Despite high inflation, Biden’s Labor secretary predicts job growth at KS event with Davids
U.S. Labor Secretary Marty Walsh said Wednesday in Kansas that he expects continued job growth nationwide, even as the Federal Reserve takes aggressive steps to reduce inflation.
Walsh's comments came at a stop in Edgerton alongside Democratic Rep. Sharice Davids as she faces a tough reelection bid against Republican Amanda Adkins, a former Cerner executive, in the Kansas 3rd Congressional District.
The U.S. Federal Reserve has been aggressively raising interest rates in an attempt to slow the economy and lower inflation. Historically, such efforts have also resulted in a slowed job market and higher unemployment rates.
Walsh and Davids held a joint event Wednesday highlighting commercial drivers training programs and efforts to solve supply chain issues that have contributed to inflation.
"We're still averaging 400,000 jobs added this year," Walsh said. "We're in a unique time right now with inflation and this is unlike any other time. I'm not an economist but we can't compare this, what we're going through right now, to a recession in the past."
Walsh argued that President Joe Biden's infrastructure law and other pieces of legislation would play a key role in bringing manufacturing jobs back to the U.S., unclogging the supply chain and reducing inflation.
•••••
* _The problem_
Answer these questions from the article on the Labor secretary's Kansas visit:
1. In which Kansas town did Walsh appear with Davids?
2. Who is the Republican running against Davids?
3. How many jobs did Walsh say were being added on average this year?

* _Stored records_
•••••
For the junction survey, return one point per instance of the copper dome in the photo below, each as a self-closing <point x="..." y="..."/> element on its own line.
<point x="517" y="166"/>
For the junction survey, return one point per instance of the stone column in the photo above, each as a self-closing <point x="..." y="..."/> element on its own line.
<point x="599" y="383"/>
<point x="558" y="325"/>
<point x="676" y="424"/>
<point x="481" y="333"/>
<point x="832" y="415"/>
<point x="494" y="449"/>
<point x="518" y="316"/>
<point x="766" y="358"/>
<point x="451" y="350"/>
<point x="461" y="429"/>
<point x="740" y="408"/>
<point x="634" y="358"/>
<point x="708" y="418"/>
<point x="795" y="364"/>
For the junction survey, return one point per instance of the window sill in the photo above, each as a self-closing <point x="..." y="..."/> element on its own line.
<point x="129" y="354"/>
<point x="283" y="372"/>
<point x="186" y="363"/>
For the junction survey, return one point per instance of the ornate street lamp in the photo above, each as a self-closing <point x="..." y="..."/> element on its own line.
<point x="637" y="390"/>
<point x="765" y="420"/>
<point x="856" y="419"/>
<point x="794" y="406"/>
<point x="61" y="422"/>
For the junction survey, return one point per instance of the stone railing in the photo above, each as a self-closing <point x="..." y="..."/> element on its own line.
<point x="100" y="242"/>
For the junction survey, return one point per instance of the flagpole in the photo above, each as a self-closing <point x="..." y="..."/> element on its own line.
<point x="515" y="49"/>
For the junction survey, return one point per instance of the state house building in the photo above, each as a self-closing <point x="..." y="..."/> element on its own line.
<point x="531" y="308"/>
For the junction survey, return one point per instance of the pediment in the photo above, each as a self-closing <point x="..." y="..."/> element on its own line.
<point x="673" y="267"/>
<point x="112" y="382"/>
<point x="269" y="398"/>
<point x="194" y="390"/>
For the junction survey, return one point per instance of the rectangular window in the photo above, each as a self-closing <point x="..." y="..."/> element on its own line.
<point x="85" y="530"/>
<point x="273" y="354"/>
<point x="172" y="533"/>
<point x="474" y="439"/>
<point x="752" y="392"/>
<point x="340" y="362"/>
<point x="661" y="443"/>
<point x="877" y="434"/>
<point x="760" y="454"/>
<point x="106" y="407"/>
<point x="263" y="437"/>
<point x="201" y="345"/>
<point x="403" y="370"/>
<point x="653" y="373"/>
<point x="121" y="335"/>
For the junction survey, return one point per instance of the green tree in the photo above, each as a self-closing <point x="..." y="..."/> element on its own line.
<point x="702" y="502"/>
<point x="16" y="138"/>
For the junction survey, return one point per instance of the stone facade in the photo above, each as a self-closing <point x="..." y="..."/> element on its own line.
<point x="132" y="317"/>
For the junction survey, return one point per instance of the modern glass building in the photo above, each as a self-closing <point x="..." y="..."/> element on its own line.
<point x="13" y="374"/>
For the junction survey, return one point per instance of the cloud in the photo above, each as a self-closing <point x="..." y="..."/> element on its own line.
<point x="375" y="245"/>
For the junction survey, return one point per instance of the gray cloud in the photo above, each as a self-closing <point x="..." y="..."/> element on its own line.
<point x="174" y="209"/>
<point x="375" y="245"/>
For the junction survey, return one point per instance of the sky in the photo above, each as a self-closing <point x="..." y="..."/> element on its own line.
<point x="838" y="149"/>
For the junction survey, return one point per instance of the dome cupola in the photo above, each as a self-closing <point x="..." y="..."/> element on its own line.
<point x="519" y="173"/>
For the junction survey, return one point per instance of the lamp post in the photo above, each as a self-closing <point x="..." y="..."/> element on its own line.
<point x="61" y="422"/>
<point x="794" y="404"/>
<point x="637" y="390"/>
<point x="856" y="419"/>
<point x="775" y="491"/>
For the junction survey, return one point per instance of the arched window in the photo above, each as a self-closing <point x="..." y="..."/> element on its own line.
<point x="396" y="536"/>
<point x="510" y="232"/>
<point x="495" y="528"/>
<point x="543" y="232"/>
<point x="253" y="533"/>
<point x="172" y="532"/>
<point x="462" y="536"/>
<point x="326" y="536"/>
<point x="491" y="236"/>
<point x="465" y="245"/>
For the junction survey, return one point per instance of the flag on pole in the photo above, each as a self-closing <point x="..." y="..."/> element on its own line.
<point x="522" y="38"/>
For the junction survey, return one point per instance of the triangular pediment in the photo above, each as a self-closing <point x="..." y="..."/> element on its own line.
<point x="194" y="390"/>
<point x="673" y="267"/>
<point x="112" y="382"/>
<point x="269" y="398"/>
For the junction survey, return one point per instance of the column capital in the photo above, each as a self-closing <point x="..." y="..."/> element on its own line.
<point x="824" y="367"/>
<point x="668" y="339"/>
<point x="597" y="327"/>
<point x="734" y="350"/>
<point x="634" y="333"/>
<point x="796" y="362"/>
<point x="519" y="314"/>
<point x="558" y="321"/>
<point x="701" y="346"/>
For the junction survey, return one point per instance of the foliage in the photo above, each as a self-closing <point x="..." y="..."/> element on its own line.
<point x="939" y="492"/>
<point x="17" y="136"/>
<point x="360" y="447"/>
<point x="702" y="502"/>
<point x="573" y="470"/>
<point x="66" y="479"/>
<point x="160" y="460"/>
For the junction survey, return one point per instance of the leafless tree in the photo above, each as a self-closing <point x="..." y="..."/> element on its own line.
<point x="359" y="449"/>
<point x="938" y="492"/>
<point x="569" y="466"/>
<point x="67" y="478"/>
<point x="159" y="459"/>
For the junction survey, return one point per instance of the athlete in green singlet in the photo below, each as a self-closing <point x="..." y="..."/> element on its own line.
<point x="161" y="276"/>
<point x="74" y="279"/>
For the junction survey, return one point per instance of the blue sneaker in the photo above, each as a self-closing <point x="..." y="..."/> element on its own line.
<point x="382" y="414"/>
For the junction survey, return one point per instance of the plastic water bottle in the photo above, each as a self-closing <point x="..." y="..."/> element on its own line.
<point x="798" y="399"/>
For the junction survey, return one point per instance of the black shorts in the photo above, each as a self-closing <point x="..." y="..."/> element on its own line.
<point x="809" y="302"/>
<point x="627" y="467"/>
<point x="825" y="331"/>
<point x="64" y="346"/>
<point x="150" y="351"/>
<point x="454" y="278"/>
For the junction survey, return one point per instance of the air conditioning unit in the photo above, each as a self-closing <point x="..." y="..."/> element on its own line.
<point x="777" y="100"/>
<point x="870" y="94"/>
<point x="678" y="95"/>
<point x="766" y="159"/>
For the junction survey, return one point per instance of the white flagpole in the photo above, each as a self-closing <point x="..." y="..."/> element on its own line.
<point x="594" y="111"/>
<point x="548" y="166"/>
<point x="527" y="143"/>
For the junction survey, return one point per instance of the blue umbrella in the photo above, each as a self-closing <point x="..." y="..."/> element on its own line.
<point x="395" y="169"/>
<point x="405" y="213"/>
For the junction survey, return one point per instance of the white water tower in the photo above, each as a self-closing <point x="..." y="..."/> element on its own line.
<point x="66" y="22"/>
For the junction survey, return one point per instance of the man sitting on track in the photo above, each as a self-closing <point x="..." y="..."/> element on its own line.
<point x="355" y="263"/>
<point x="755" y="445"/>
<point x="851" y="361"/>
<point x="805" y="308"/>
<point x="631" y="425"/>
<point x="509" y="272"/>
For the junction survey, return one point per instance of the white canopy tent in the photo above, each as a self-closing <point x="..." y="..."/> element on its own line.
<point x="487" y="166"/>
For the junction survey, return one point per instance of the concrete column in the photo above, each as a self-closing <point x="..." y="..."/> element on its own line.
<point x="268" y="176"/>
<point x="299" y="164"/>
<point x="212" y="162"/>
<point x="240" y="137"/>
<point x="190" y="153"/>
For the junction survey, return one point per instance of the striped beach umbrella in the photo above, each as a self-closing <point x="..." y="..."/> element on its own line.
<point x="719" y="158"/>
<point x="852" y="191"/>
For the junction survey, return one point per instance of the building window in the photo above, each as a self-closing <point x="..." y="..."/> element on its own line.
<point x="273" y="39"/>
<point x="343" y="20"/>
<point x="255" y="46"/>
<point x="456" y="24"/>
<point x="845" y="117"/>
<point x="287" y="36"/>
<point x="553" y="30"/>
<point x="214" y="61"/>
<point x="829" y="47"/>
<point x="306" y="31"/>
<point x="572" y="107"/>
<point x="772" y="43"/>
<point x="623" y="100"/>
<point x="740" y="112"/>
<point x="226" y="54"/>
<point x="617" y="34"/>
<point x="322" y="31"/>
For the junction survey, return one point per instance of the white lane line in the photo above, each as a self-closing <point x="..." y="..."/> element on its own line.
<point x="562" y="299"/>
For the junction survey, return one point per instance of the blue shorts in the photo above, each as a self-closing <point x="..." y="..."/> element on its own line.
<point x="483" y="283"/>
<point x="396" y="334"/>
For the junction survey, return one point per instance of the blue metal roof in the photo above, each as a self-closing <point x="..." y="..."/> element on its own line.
•••••
* _Answer box_
1. Edgerton
2. Amanda Adkins
3. 400,000